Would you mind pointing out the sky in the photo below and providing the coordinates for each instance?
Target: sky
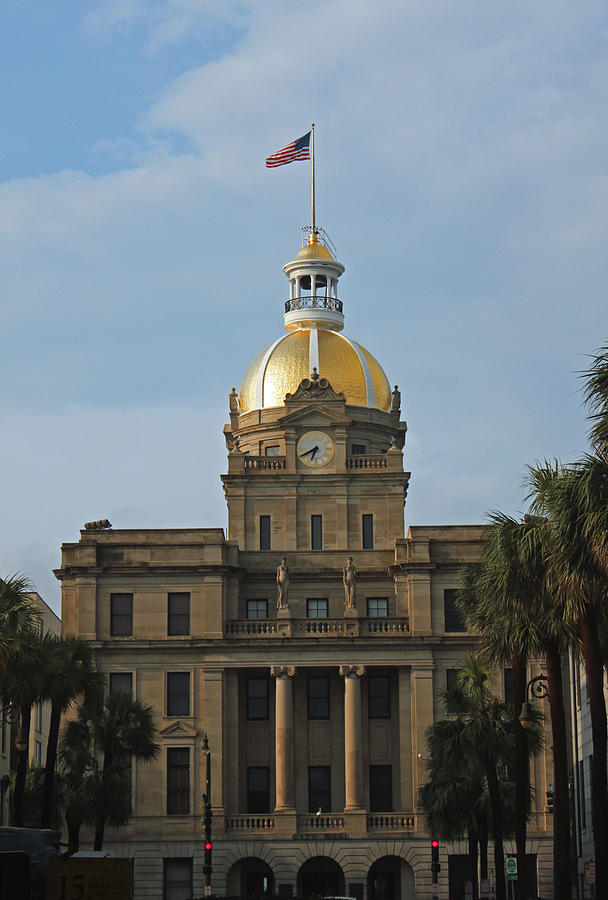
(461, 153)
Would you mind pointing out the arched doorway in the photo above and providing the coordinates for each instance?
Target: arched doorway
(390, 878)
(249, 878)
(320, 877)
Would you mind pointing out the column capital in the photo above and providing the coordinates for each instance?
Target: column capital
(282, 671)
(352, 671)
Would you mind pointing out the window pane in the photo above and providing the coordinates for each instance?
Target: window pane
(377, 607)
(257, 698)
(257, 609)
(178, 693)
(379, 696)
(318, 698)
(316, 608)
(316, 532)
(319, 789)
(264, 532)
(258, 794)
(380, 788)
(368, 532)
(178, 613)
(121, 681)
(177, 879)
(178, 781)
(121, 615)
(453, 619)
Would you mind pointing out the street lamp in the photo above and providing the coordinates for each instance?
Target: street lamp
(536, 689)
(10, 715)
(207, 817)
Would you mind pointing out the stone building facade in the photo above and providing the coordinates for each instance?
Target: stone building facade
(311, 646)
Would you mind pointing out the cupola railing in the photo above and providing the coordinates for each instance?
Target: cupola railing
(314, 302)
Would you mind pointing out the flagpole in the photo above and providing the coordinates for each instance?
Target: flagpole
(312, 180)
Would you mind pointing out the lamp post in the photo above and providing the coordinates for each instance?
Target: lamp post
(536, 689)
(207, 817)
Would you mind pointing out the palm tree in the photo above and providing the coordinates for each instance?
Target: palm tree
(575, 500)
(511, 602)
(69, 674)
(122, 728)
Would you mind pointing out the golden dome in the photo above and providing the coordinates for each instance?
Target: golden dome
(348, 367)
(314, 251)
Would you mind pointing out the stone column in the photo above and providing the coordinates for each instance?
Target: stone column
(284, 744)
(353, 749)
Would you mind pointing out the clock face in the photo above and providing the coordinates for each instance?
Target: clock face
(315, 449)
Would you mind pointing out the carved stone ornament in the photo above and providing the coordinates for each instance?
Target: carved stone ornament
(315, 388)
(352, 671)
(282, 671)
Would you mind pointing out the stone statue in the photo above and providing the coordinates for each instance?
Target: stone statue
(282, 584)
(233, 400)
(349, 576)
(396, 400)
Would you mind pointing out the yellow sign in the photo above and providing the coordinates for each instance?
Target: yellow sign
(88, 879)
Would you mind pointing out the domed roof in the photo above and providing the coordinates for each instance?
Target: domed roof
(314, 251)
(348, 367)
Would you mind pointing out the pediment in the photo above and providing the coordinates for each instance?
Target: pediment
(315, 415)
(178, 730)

┄┄┄┄┄┄

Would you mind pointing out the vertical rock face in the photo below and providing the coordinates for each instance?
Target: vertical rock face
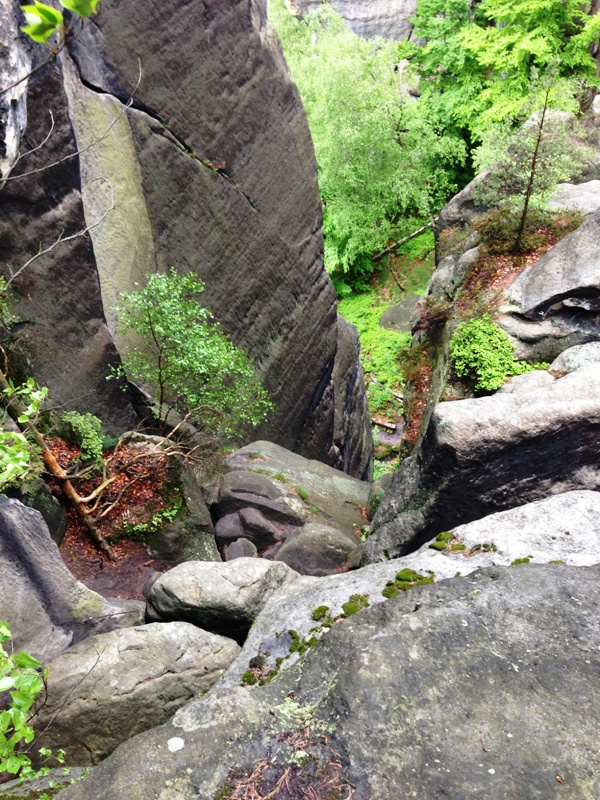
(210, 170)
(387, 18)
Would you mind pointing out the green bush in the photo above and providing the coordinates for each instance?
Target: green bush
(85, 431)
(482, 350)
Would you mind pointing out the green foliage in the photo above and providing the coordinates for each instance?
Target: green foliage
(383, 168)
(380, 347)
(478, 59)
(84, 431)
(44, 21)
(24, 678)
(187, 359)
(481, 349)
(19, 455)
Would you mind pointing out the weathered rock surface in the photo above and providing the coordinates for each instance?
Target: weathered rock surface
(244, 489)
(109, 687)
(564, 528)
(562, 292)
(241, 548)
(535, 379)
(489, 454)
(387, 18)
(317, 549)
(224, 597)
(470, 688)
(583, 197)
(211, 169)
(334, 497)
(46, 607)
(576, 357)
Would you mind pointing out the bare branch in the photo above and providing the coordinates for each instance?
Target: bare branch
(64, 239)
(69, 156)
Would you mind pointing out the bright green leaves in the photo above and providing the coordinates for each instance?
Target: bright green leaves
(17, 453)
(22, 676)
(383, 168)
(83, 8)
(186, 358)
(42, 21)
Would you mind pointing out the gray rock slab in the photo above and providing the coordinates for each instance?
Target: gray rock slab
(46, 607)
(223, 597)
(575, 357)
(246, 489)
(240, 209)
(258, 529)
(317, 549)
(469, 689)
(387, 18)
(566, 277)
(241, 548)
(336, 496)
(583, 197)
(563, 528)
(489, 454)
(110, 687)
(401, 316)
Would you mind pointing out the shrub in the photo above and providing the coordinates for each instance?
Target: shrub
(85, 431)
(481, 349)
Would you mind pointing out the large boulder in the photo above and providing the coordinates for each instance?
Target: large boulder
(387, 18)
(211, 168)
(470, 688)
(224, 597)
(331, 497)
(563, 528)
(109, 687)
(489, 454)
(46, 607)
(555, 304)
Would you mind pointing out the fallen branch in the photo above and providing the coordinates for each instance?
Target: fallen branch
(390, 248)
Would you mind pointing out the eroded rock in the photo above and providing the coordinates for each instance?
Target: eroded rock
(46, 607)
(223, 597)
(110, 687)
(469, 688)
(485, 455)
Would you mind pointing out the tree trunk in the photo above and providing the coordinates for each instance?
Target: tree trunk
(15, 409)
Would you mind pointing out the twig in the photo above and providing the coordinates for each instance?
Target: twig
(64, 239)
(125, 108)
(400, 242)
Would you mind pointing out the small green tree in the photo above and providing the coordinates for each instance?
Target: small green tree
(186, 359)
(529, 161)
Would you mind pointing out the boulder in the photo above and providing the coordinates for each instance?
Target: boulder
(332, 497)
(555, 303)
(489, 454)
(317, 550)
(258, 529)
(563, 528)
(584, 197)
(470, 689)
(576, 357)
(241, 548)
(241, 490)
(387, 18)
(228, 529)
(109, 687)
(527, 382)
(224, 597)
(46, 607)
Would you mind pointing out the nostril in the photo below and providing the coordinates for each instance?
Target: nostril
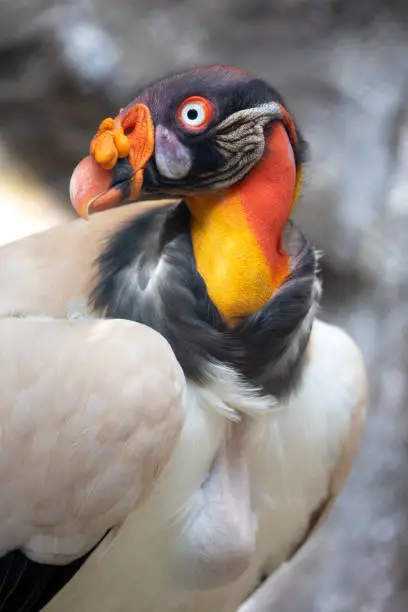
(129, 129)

┄┄┄┄┄┄

**What you need to do:**
Return each line of the listing above that contains the string "vertical". Case counts.

**Finished answer:**
Would you mind pointing out the vertical rock face in the photo below and providing the coordinates for each instance?
Target: vertical rock face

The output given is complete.